→ EXERCISE MATERIAL

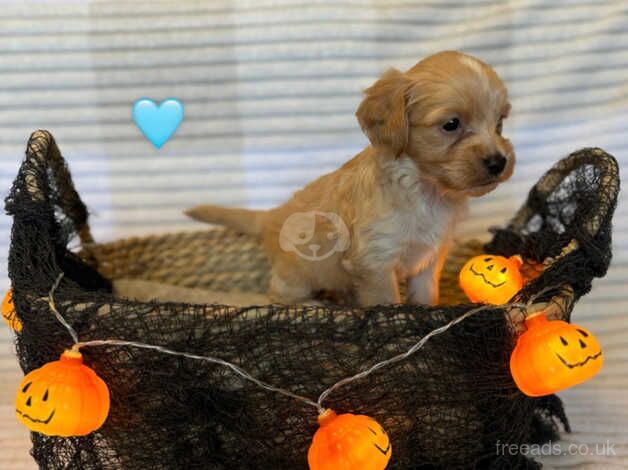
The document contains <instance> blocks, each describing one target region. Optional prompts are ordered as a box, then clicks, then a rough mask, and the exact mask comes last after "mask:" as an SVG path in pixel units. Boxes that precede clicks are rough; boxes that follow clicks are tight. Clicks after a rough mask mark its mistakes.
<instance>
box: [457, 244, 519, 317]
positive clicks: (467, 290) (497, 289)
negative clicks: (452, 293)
mask: <svg viewBox="0 0 628 470" xmlns="http://www.w3.org/2000/svg"><path fill="white" fill-rule="evenodd" d="M521 264H522V261H521V258H520V257H519V256H511V257H510V258H504V257H503V256H496V255H480V256H476V257H474V258H471V259H470V260H469V261H467V263H466V264H465V265H464V267H463V268H462V269H461V270H460V277H459V280H460V287H461V288H462V290H463V291H464V293H465V294H467V297H469V300H471V302H478V303H488V304H495V305H501V304H504V303H506V302H508V301H509V300H510V299H511V298H512V297H513V296H514V295H515V294H516V293H517V292H519V290H521V288H522V287H523V277H522V276H521V272H520V271H519V269H520V267H521Z"/></svg>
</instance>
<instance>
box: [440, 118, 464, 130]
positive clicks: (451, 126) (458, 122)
mask: <svg viewBox="0 0 628 470" xmlns="http://www.w3.org/2000/svg"><path fill="white" fill-rule="evenodd" d="M459 127H460V119H458V118H453V119H450V120H449V121H447V122H446V123H445V124H443V127H442V129H443V130H444V131H445V132H454V131H457V130H458V128H459Z"/></svg>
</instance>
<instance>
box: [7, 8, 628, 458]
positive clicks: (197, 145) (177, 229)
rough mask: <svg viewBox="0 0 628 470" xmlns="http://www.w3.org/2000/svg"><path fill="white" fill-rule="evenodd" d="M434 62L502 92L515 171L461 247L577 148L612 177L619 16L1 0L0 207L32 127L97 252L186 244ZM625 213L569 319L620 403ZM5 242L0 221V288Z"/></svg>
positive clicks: (339, 132)
mask: <svg viewBox="0 0 628 470" xmlns="http://www.w3.org/2000/svg"><path fill="white" fill-rule="evenodd" d="M443 49H459V50H462V51H465V52H467V53H470V54H473V55H476V56H478V57H480V58H481V59H483V60H484V61H486V62H489V63H491V64H492V65H493V66H494V67H495V68H496V70H497V71H498V73H499V74H500V75H501V76H502V78H503V79H504V80H505V82H506V83H507V85H508V87H509V90H510V94H511V99H512V104H513V112H512V115H511V116H512V117H511V118H510V119H509V120H508V121H507V123H506V126H505V133H506V134H507V135H509V136H510V137H511V139H512V140H513V142H514V145H515V148H516V150H517V154H518V166H517V168H516V170H515V175H514V177H513V178H512V180H511V181H510V182H509V183H507V184H505V185H503V186H502V187H501V188H499V189H498V190H497V191H495V192H494V193H492V194H491V195H489V196H488V197H484V198H482V199H479V200H475V201H474V202H473V204H472V212H471V217H470V219H469V220H468V221H467V222H466V223H465V224H464V225H463V227H462V228H461V236H465V237H466V236H478V235H483V234H485V232H486V228H487V227H488V226H490V225H495V224H503V223H505V222H506V221H507V220H508V219H509V217H510V216H511V215H512V214H513V212H514V211H515V210H516V209H517V208H518V207H519V205H520V204H521V203H522V201H523V199H524V197H525V195H526V193H527V191H528V190H529V188H530V186H531V185H532V184H533V183H534V182H535V181H536V180H537V179H538V178H539V176H540V175H541V174H542V173H543V172H544V171H545V170H547V169H548V168H549V167H550V166H551V165H552V163H553V162H555V161H556V160H558V159H559V158H560V157H562V156H564V155H566V154H568V153H569V152H571V151H573V150H575V149H577V148H579V147H583V146H600V147H603V148H604V149H606V150H607V151H609V152H610V153H612V154H614V155H615V156H616V157H617V158H618V159H619V161H620V163H621V165H622V169H623V170H624V173H626V171H625V170H626V167H627V166H628V3H627V2H626V1H625V0H608V1H595V0H568V1H551V2H550V1H547V0H502V1H499V2H491V1H486V0H476V1H471V0H469V1H465V0H451V1H436V0H427V1H416V2H412V1H402V0H379V1H378V0H370V1H369V0H337V1H336V0H309V1H304V0H281V1H270V0H257V1H254V0H248V1H245V0H239V1H231V2H229V1H226V0H224V1H218V0H216V1H200V0H179V1H174V0H152V1H148V0H135V1H120V0H116V1H78V0H77V1H69V0H66V1H39V2H34V1H30V0H17V1H0V172H1V176H0V188H2V192H3V195H4V194H6V192H7V191H8V188H9V186H10V184H11V182H12V180H13V178H14V176H15V174H16V172H17V169H18V166H19V164H20V161H21V159H22V156H23V151H24V147H25V143H26V139H27V138H28V136H29V134H30V132H31V131H33V130H34V129H37V128H46V129H49V130H50V131H52V133H53V134H54V135H55V137H56V139H57V141H58V143H59V145H60V147H61V150H62V152H63V153H64V155H65V157H66V159H67V160H68V162H69V164H70V168H71V170H72V172H73V175H74V180H75V182H76V185H77V187H78V191H79V193H80V194H81V196H82V197H83V199H84V200H85V202H86V203H87V205H88V206H89V208H90V210H91V212H92V217H91V224H92V227H93V230H94V235H95V237H96V238H97V240H100V241H104V240H111V239H114V238H119V237H125V236H129V235H136V234H147V233H153V232H164V231H173V230H187V229H192V228H199V227H201V226H200V225H196V224H193V223H191V222H190V221H188V220H186V219H185V218H184V217H183V216H182V215H181V210H182V209H183V208H186V207H189V206H191V205H194V204H197V203H201V202H210V201H211V202H216V203H225V204H239V205H244V206H252V207H268V206H272V205H274V204H277V203H278V202H280V201H282V200H284V199H286V198H287V197H288V196H289V195H290V193H291V192H292V191H294V190H295V189H297V188H299V187H301V186H302V185H303V184H305V183H306V182H308V181H310V180H312V179H313V178H315V177H316V176H318V175H320V174H322V173H324V172H327V171H329V170H332V169H334V168H336V167H337V166H339V165H340V164H341V163H343V162H344V161H346V160H347V159H348V158H350V157H351V156H353V155H354V154H355V153H356V152H357V151H359V150H360V149H361V148H362V147H363V146H364V145H366V138H365V137H364V136H363V135H362V133H361V131H360V129H359V126H358V124H357V122H356V119H355V117H354V115H353V113H354V112H355V109H356V107H357V105H358V103H359V101H360V99H361V90H362V89H364V88H365V87H367V86H368V85H369V84H371V83H372V82H373V81H374V80H375V79H376V78H377V76H378V75H379V74H380V73H381V72H383V71H384V70H385V69H386V68H388V67H390V66H394V67H397V68H400V69H405V68H408V67H410V66H412V65H413V64H414V63H415V62H417V61H418V60H419V59H420V58H422V57H423V56H425V55H428V54H430V53H433V52H436V51H438V50H443ZM144 96H148V97H151V98H154V99H155V100H158V101H160V100H162V99H165V98H167V97H177V98H179V99H180V100H182V101H183V102H184V103H185V107H186V116H185V120H184V122H183V124H182V126H181V127H180V128H179V130H178V132H177V133H176V135H175V137H174V138H173V140H172V141H170V142H169V143H167V144H166V145H165V146H164V147H163V148H162V149H161V150H155V149H154V148H153V147H152V146H151V145H150V144H149V143H148V142H147V141H146V140H144V138H143V137H142V136H141V134H140V133H139V131H138V130H137V128H136V127H135V125H134V124H133V123H132V121H131V106H132V104H133V102H134V101H135V100H136V99H138V98H140V97H144ZM623 200H625V198H624V197H623V196H622V202H621V203H620V206H619V208H618V211H617V214H616V218H615V232H614V234H615V259H614V262H613V266H612V269H611V270H610V272H609V274H608V276H607V277H606V278H605V279H603V280H600V281H597V282H596V284H595V288H594V291H593V293H592V294H591V295H589V296H587V297H586V298H585V299H583V300H582V302H580V304H579V305H578V307H577V312H576V314H575V316H574V318H575V319H577V320H578V321H581V322H584V323H586V322H590V323H589V327H590V328H591V329H594V330H595V329H596V328H597V332H598V333H599V334H600V336H602V337H603V338H602V339H603V340H604V339H605V340H606V343H605V347H606V349H607V352H608V353H607V354H608V355H609V356H610V357H611V359H609V360H608V366H607V370H609V369H610V370H611V373H608V374H606V375H605V376H604V381H605V382H604V383H605V384H607V385H608V387H611V388H613V389H614V390H618V389H619V388H620V383H622V384H626V385H628V383H627V382H626V381H625V380H624V379H621V376H622V374H625V372H623V371H624V368H625V366H626V362H627V360H628V347H626V346H625V344H626V341H625V339H624V336H625V335H626V333H628V332H627V331H626V327H624V326H623V324H624V323H623V322H621V321H620V316H621V315H624V314H626V313H628V312H627V310H628V292H627V291H626V288H625V287H626V284H627V281H628V249H627V248H628V235H627V233H628V217H627V216H628V207H626V204H625V202H623ZM10 224H11V221H10V219H9V218H8V217H6V216H2V217H1V218H0V287H1V288H4V287H6V286H7V279H6V267H7V266H6V254H7V244H8V242H9V228H10ZM605 335H606V336H605ZM613 354H614V356H613ZM11 367H12V366H11ZM7 368H8V366H7ZM613 372H614V373H615V374H616V375H613ZM622 380H623V382H622ZM583 390H587V389H586V388H585V389H583ZM589 390H590V392H591V393H592V394H591V395H590V396H595V388H591V389H589ZM576 393H577V392H576ZM582 393H586V392H582ZM609 393H610V392H609ZM0 398H1V397H0ZM611 415H612V413H611ZM623 416H624V419H625V418H626V415H623ZM588 419H589V420H591V419H592V418H588ZM609 419H610V418H609ZM626 421H628V419H626ZM623 439H624V441H623V442H624V447H623V452H624V455H626V454H628V450H626V446H625V443H626V442H628V441H627V440H626V435H625V434H624V437H623ZM591 462H595V461H594V460H591ZM3 468H4V467H3ZM597 468H599V467H597Z"/></svg>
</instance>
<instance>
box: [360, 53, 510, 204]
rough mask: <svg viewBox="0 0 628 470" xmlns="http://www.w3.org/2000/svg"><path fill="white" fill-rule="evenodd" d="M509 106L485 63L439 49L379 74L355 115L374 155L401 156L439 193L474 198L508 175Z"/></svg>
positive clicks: (493, 188)
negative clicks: (507, 129) (412, 160)
mask: <svg viewBox="0 0 628 470" xmlns="http://www.w3.org/2000/svg"><path fill="white" fill-rule="evenodd" d="M509 111H510V103H509V102H508V95H507V91H506V87H505V86H504V84H503V83H502V81H501V80H500V78H499V77H498V76H497V74H496V73H495V71H494V70H493V69H492V68H491V67H490V66H488V65H487V64H485V63H484V62H481V61H480V60H478V59H476V58H474V57H471V56H468V55H465V54H462V53H459V52H453V51H446V52H440V53H438V54H435V55H433V56H430V57H428V58H426V59H424V60H422V61H421V62H419V63H418V64H417V65H415V66H414V67H413V68H411V69H410V70H408V71H407V72H405V73H403V72H399V71H397V70H390V71H388V72H386V73H385V74H384V75H383V76H382V78H380V79H379V80H378V81H377V82H376V83H375V84H374V85H373V86H371V87H370V88H368V89H367V90H366V97H365V98H364V100H363V101H362V103H361V104H360V107H359V108H358V110H357V112H356V116H357V117H358V121H359V122H360V125H361V127H362V129H363V130H364V132H365V134H366V135H367V137H368V138H369V140H370V141H371V143H372V144H373V146H374V147H376V148H377V149H378V154H381V155H385V156H386V155H387V156H388V157H390V158H397V157H399V156H400V155H401V154H406V155H408V156H409V157H410V158H412V159H413V160H414V161H415V162H416V164H417V166H418V167H419V169H420V175H421V177H422V178H424V179H426V180H428V181H431V182H432V183H434V184H435V185H436V186H437V187H438V188H439V189H440V191H441V192H442V193H458V194H464V195H469V196H481V195H483V194H486V193H487V192H489V191H492V190H493V189H495V187H496V186H497V185H498V184H499V183H500V182H502V181H505V180H506V179H508V178H509V177H510V176H511V175H512V171H513V168H514V164H515V154H514V151H513V147H512V145H511V143H510V141H509V140H508V139H506V138H504V137H503V136H502V122H503V120H504V119H505V118H506V117H507V116H508V113H509ZM385 158H386V157H385Z"/></svg>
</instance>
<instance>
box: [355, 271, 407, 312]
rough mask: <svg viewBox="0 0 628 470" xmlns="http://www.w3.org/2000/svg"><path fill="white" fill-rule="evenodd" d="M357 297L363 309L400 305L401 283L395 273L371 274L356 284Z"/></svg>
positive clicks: (388, 271) (389, 271) (383, 271)
mask: <svg viewBox="0 0 628 470" xmlns="http://www.w3.org/2000/svg"><path fill="white" fill-rule="evenodd" d="M356 296H357V299H358V303H359V304H360V305H361V306H362V307H368V306H370V305H383V304H398V303H399V302H401V298H400V297H399V283H398V281H397V275H396V274H395V272H394V271H383V272H382V271H380V272H370V273H368V274H366V275H364V276H363V277H361V279H360V280H359V281H357V284H356Z"/></svg>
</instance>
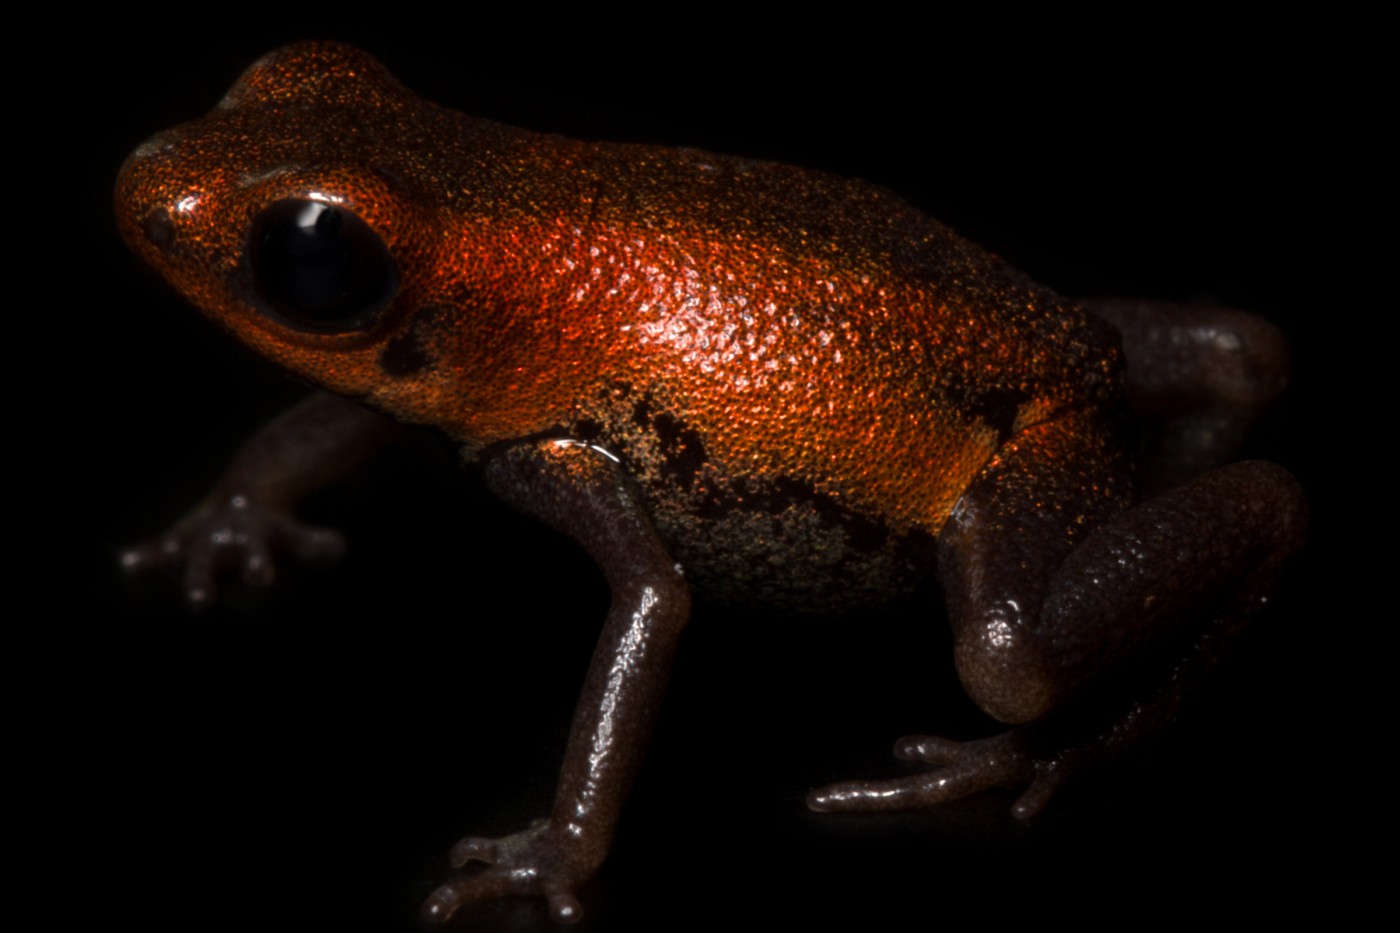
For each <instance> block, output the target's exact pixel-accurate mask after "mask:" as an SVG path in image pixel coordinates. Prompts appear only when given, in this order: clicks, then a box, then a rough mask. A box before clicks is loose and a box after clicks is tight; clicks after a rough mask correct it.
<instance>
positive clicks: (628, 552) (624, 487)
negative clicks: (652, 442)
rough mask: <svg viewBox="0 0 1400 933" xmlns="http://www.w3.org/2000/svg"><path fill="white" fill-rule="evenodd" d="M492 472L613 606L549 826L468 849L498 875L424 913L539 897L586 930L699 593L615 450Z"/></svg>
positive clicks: (593, 453) (509, 461)
mask: <svg viewBox="0 0 1400 933" xmlns="http://www.w3.org/2000/svg"><path fill="white" fill-rule="evenodd" d="M484 472H486V481H487V483H489V485H490V486H491V489H493V490H494V492H496V493H497V495H500V496H501V497H503V499H504V500H505V502H508V503H511V504H514V506H517V507H518V509H521V510H524V511H526V513H529V514H532V516H535V517H538V518H540V520H543V521H545V523H547V524H550V525H553V527H554V528H559V530H560V531H563V532H566V534H568V535H570V537H571V538H574V539H575V541H578V542H580V544H581V545H582V546H584V549H585V551H587V552H588V553H589V556H592V559H594V560H595V562H596V563H598V566H599V567H601V569H602V572H603V576H605V579H606V581H608V586H609V588H610V590H612V607H610V608H609V611H608V619H606V622H605V623H603V630H602V635H601V637H599V639H598V647H596V650H595V651H594V658H592V663H591V664H589V668H588V677H587V679H585V682H584V692H582V696H581V698H580V700H578V707H577V709H575V712H574V723H573V728H571V731H570V737H568V748H567V751H566V752H564V766H563V770H561V773H560V779H559V790H557V793H556V797H554V808H553V811H552V813H550V815H549V818H547V820H545V821H540V822H538V824H536V825H533V827H532V828H529V829H526V831H524V832H519V834H517V835H512V836H508V838H505V839H498V841H491V839H476V838H469V839H463V841H462V842H459V843H458V845H456V846H455V848H454V850H452V855H451V860H452V864H454V867H458V869H461V867H465V866H466V864H468V863H472V862H479V863H484V864H486V866H487V867H486V869H484V870H480V871H477V873H475V874H466V876H463V877H461V878H456V880H454V881H449V883H448V884H444V885H442V887H440V888H438V890H437V891H434V892H433V895H431V897H428V899H427V902H426V904H424V905H423V913H424V916H426V918H427V919H431V920H445V919H448V918H449V916H452V915H454V913H455V912H456V911H458V909H461V908H463V906H466V905H469V904H473V902H479V901H486V899H491V898H498V897H505V895H535V897H543V898H546V901H547V902H549V908H550V913H552V916H553V918H554V920H556V922H560V923H567V922H575V920H578V919H580V916H581V909H580V905H578V901H577V898H575V895H574V892H575V890H577V888H578V887H580V885H582V884H584V883H585V881H588V880H589V878H591V877H592V876H594V873H595V871H596V870H598V867H599V866H601V864H602V862H603V857H605V856H606V855H608V848H609V845H610V843H612V836H613V831H615V829H616V825H617V815H619V811H620V808H622V803H623V799H624V797H626V794H627V790H629V789H630V786H631V782H633V777H634V776H636V773H637V769H638V766H640V765H641V758H643V752H644V751H645V747H647V740H648V738H650V735H651V728H652V724H654V721H655V713H657V710H658V707H659V705H661V695H662V691H664V689H665V685H666V679H668V677H669V674H671V664H672V658H673V657H675V649H676V640H678V637H679V635H680V630H682V629H683V628H685V625H686V622H687V621H689V618H690V590H689V587H687V584H686V581H685V580H683V577H682V576H680V570H679V567H678V566H676V563H675V562H673V560H672V559H671V556H669V555H668V553H666V549H665V546H664V545H662V544H661V539H659V538H657V532H655V531H654V530H652V527H651V521H650V520H648V518H647V516H645V513H644V511H643V509H641V506H640V503H638V502H637V499H636V496H634V493H633V489H631V483H630V481H629V479H627V478H626V475H624V474H623V472H622V469H620V468H619V464H617V462H616V461H615V458H613V457H612V455H610V454H609V452H606V451H603V450H601V448H598V447H592V445H589V444H584V443H580V441H573V440H547V441H539V443H533V444H522V445H517V447H511V448H507V450H504V451H501V452H498V454H496V455H493V457H490V458H489V459H487V462H486V468H484Z"/></svg>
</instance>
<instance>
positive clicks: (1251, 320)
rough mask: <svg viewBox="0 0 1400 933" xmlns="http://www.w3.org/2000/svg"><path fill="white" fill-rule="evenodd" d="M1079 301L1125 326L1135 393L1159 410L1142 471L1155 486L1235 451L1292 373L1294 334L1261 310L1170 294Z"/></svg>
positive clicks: (1143, 404) (1137, 403) (1150, 404)
mask: <svg viewBox="0 0 1400 933" xmlns="http://www.w3.org/2000/svg"><path fill="white" fill-rule="evenodd" d="M1081 305H1082V307H1084V308H1085V310H1086V311H1089V312H1091V314H1093V315H1095V317H1098V318H1102V319H1105V321H1107V322H1109V324H1112V325H1113V326H1114V328H1116V329H1117V332H1119V335H1120V336H1121V339H1123V356H1124V357H1126V360H1127V388H1128V401H1130V402H1131V405H1133V408H1134V409H1135V410H1137V412H1138V413H1141V415H1145V416H1148V417H1149V419H1154V427H1155V430H1154V431H1149V434H1148V444H1147V451H1145V457H1144V464H1142V474H1141V475H1140V481H1145V485H1147V488H1148V489H1166V488H1169V486H1173V485H1176V483H1180V482H1183V481H1186V479H1189V478H1190V476H1194V475H1198V474H1203V472H1205V471H1207V469H1211V468H1214V466H1219V465H1222V464H1226V462H1229V461H1231V459H1233V458H1235V455H1236V452H1238V451H1239V448H1240V445H1242V443H1243V440H1245V436H1246V433H1247V431H1249V429H1250V427H1252V426H1253V424H1254V422H1257V420H1259V416H1260V415H1261V413H1263V412H1264V410H1267V408H1268V406H1270V405H1271V403H1273V402H1274V399H1277V398H1278V394H1280V392H1281V391H1282V388H1284V385H1285V382H1287V381H1288V370H1289V359H1288V343H1287V342H1285V340H1284V336H1282V333H1280V332H1278V328H1275V326H1274V325H1273V324H1270V322H1268V321H1266V319H1263V318H1260V317H1256V315H1253V314H1247V312H1245V311H1238V310H1235V308H1226V307H1221V305H1207V304H1173V303H1169V301H1130V300H1107V298H1098V300H1092V301H1081ZM1141 486H1142V482H1140V488H1141Z"/></svg>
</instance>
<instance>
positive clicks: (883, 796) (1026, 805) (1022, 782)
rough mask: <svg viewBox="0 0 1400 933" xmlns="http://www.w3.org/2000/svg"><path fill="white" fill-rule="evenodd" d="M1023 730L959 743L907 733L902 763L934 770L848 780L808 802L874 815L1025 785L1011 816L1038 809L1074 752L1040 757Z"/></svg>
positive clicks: (1044, 801)
mask: <svg viewBox="0 0 1400 933" xmlns="http://www.w3.org/2000/svg"><path fill="white" fill-rule="evenodd" d="M1023 733H1025V730H1022V728H1014V730H1011V731H1008V733H1002V734H1001V735H993V737H991V738H980V740H976V741H969V742H960V741H953V740H951V738H939V737H937V735H906V737H903V738H900V740H899V741H897V742H895V755H896V756H899V758H903V759H904V761H918V762H924V763H928V765H935V766H937V768H935V770H931V772H928V773H923V775H910V776H907V777H892V779H888V780H847V782H840V783H834V785H827V786H826V787H820V789H818V790H813V792H812V793H809V794H808V797H806V806H808V807H811V808H812V810H816V811H820V813H875V811H890V810H916V808H921V807H935V806H938V804H944V803H948V801H951V800H959V799H962V797H967V796H972V794H976V793H981V792H983V790H991V789H993V787H1025V790H1023V793H1022V794H1021V797H1018V799H1016V803H1015V804H1014V806H1012V808H1011V813H1012V815H1015V817H1018V818H1021V820H1026V818H1030V817H1033V815H1035V814H1037V813H1040V810H1042V808H1043V807H1044V806H1046V804H1047V803H1049V801H1050V799H1051V797H1053V796H1054V793H1056V792H1057V790H1058V789H1060V786H1061V785H1063V783H1064V780H1065V777H1067V776H1068V775H1070V773H1071V772H1072V770H1074V769H1072V768H1071V766H1070V756H1071V755H1072V752H1061V754H1057V755H1040V754H1037V752H1036V751H1033V749H1032V747H1030V745H1032V744H1030V742H1028V741H1026V737H1025V734H1023Z"/></svg>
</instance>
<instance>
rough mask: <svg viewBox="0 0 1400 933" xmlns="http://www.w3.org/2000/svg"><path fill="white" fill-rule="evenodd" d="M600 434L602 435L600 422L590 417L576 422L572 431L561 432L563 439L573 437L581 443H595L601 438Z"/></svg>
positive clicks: (602, 426) (562, 431) (602, 429)
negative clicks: (593, 441)
mask: <svg viewBox="0 0 1400 933" xmlns="http://www.w3.org/2000/svg"><path fill="white" fill-rule="evenodd" d="M602 433H603V426H602V422H598V420H594V419H591V417H585V419H582V420H580V422H577V423H575V424H574V427H573V430H564V431H561V434H563V436H564V437H573V438H577V440H582V441H595V440H598V438H599V437H601V436H602Z"/></svg>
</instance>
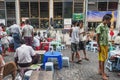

→ WHAT YOU NEED TO DO
Recast the records as a Markdown table with the columns "Row" and "Record line", starting at the beginning of the records and ending at the line that contains "box: [457, 244, 519, 317]". Number each row, omit any blank lines, and leave the pictures out.

→ EXERCISE RESPONSE
| Row | Record line |
|---|---|
| 1 | The document contains <instance> blocks, each describing one target region. Optional prompts are ordered as a box, then clicks, then a rough mask, and the exact mask comes last after "mask:" as an SVG path in pixel units. Boxes that precede clicks are rough; boxes that follow clicks are tight. Clicks after a rough mask mark its mistakes. |
| 2 | <instance> |
| 3 | box: [457, 244, 519, 317] |